> _Records_:
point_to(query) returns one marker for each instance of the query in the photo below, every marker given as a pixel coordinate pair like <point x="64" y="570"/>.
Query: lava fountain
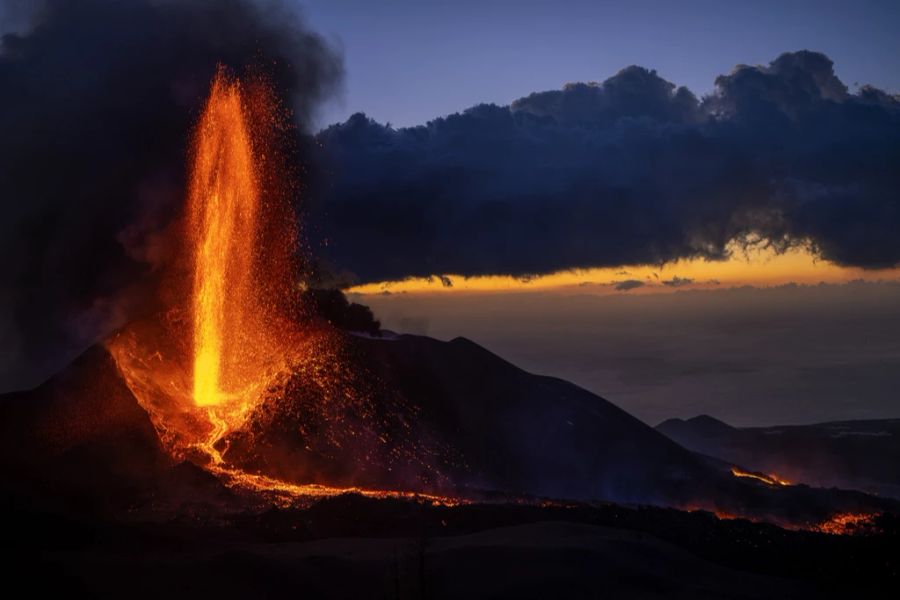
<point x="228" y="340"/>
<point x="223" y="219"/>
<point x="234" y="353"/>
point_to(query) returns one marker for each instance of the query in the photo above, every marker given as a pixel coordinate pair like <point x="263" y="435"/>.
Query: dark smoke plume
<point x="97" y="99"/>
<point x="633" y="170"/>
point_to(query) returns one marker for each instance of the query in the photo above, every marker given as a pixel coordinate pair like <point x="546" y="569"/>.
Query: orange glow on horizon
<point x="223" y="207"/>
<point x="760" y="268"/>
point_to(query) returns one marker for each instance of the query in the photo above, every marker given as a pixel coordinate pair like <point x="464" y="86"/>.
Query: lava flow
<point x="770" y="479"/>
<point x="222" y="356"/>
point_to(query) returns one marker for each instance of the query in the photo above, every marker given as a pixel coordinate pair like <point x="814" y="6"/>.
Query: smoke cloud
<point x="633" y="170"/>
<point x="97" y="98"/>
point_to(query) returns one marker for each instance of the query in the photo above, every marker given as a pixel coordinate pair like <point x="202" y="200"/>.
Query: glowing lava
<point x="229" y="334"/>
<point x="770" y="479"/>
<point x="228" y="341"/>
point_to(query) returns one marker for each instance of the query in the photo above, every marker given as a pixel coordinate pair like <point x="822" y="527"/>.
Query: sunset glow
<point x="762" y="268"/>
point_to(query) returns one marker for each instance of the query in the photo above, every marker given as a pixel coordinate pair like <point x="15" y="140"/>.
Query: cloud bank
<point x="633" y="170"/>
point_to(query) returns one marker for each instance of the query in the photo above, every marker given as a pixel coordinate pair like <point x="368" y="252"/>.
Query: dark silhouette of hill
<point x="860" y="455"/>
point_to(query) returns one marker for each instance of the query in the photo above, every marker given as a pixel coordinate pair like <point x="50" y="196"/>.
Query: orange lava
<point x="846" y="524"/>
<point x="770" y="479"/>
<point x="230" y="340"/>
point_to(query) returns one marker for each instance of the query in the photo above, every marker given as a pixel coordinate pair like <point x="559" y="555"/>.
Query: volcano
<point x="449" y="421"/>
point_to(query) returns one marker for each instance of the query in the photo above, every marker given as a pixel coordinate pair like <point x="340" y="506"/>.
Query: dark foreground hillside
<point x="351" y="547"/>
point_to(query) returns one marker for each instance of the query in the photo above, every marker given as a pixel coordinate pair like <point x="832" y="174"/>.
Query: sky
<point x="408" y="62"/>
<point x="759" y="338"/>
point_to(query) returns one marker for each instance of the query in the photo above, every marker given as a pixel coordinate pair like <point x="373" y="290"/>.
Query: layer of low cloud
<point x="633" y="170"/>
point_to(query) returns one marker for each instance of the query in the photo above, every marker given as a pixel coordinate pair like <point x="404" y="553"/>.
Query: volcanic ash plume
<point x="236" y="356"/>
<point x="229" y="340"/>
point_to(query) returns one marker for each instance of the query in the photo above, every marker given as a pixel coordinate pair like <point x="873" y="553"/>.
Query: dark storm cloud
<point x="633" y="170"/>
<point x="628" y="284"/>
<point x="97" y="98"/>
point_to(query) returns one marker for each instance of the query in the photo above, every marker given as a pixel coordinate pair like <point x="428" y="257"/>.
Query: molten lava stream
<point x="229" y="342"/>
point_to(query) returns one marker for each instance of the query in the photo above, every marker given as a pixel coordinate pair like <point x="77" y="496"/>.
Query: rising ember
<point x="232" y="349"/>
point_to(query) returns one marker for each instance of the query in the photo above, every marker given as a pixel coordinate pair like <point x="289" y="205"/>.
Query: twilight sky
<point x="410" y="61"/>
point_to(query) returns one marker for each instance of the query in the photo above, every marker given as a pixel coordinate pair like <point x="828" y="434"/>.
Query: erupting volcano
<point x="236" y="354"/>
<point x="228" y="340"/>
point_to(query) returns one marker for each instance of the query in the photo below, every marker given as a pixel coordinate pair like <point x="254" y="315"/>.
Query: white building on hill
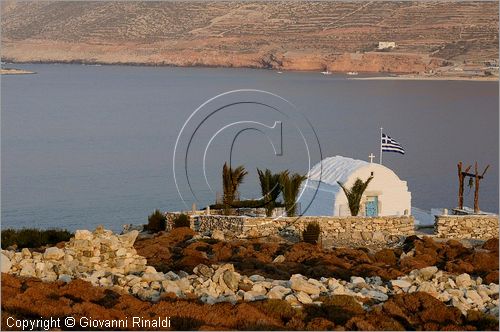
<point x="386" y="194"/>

> _Exercise requirements_: Leave the images out and output the remaining material exactly as it stands.

> _Response to this exercise_:
point_to(query) returns one marker for each instance of the query in the photo below, every marker given as a pixel coordinate pair like <point x="64" y="570"/>.
Query: lava fountain
<point x="228" y="340"/>
<point x="223" y="219"/>
<point x="234" y="353"/>
point_to(query) returns one marker for each instance of the query in the photo above, every marker given as a pixel coordinate pair like <point x="263" y="435"/>.
Query: dark smoke plume
<point x="97" y="99"/>
<point x="633" y="170"/>
point_to(query) returns one marker for each instance of the query in the photo above, every marker given as a pixel coordinate pair like <point x="546" y="569"/>.
Query: orange glow on horizon
<point x="223" y="207"/>
<point x="760" y="268"/>
point_to(query) returns one marker for each instance of the query in the photo above, every marker given as a pixel coordinate pair like <point x="464" y="86"/>.
Query: lava flow
<point x="770" y="479"/>
<point x="222" y="356"/>
point_to(query) returns one marker for each instance of the query in the photo above, every marker given as a pixel coordinate pair like <point x="814" y="6"/>.
Query: smoke cloud
<point x="633" y="170"/>
<point x="97" y="98"/>
point_to(query) returns one marker for each instance of the query in the photo above, every marker given as a pixel coordinate pair like <point x="202" y="200"/>.
Query: glowing lava
<point x="229" y="334"/>
<point x="770" y="479"/>
<point x="228" y="341"/>
point_to(query) returns one marker for each instance of the query in the photo above, every marker given as a pixel coordinate pair like <point x="822" y="527"/>.
Query: sunset glow
<point x="762" y="268"/>
point_to(query) returns one marker for each instance of the query in the photo above, every marker given as a pixel coordinate pair like <point x="15" y="140"/>.
Query: cloud bank
<point x="633" y="170"/>
point_to(query) returns one marker for each instance of the query in the photo above, every marker given as a pixel coordinate pair like <point x="368" y="252"/>.
Query: dark silhouette of hill
<point x="860" y="455"/>
point_to(query) returns one marker for each instance of the query in the photo above, every marker given as a pixel coordinate pair like <point x="50" y="196"/>.
Query: orange lava
<point x="846" y="524"/>
<point x="770" y="479"/>
<point x="230" y="340"/>
point_to(query) returns one marker for each instance of the query in the photo above, every marker given as a pixel coordinate pair like <point x="559" y="555"/>.
Query: volcano
<point x="449" y="421"/>
point_to(query) returns one marker for each instance of the query in the photo above, every marker given as a pixel coordinate pair like <point x="340" y="506"/>.
Query: dark foreground hillside
<point x="351" y="547"/>
point_to(query) returns one marker for each instance of the query in the photo above, every marker given as a pixel coordinate pair like <point x="832" y="174"/>.
Query: sky
<point x="408" y="62"/>
<point x="759" y="338"/>
point_to(query) returns one marker for each instance of the query in the photo above, every marker given as a pixel coordinate pair like <point x="373" y="290"/>.
Query: layer of low cloud
<point x="633" y="170"/>
point_to(query) returns one marker for each instance of the query in the photo above, every marker given as a pixel coordinate pair like <point x="404" y="553"/>.
Query: volcanic ash plume
<point x="236" y="356"/>
<point x="229" y="340"/>
point_to(query) returns one marker for each instance of the query in the photo above, every marker given as a pixel coordinate pair like <point x="873" y="553"/>.
Query: dark storm cloud
<point x="633" y="170"/>
<point x="628" y="284"/>
<point x="97" y="98"/>
point_to(query) returns one marker for each instance of the query in the photo above, every marker given as a pixel coordinate pair like <point x="428" y="257"/>.
Query: molten lava stream
<point x="229" y="342"/>
point_to(query) returns one marker for each instance of the query in the photo above, every marker given as a pixel coordinate pair like <point x="77" y="496"/>.
Query: rising ember
<point x="232" y="349"/>
point_to(query) returns one marker for each instance of the query in the photo above, every marker given as a pixel coordinate pair like <point x="289" y="205"/>.
Query: twilight sky
<point x="410" y="61"/>
point_to(query) returns one marker for each instance of the query in the photo above, every marker given as a pixel coordinate pair like <point x="828" y="434"/>.
Query: erupting volcano
<point x="236" y="354"/>
<point x="228" y="340"/>
point_to(query) returns one marker for each instance of the query in the photo below, every marker given as a pixel coordinate pair like <point x="254" y="315"/>.
Query: white building on hill
<point x="386" y="194"/>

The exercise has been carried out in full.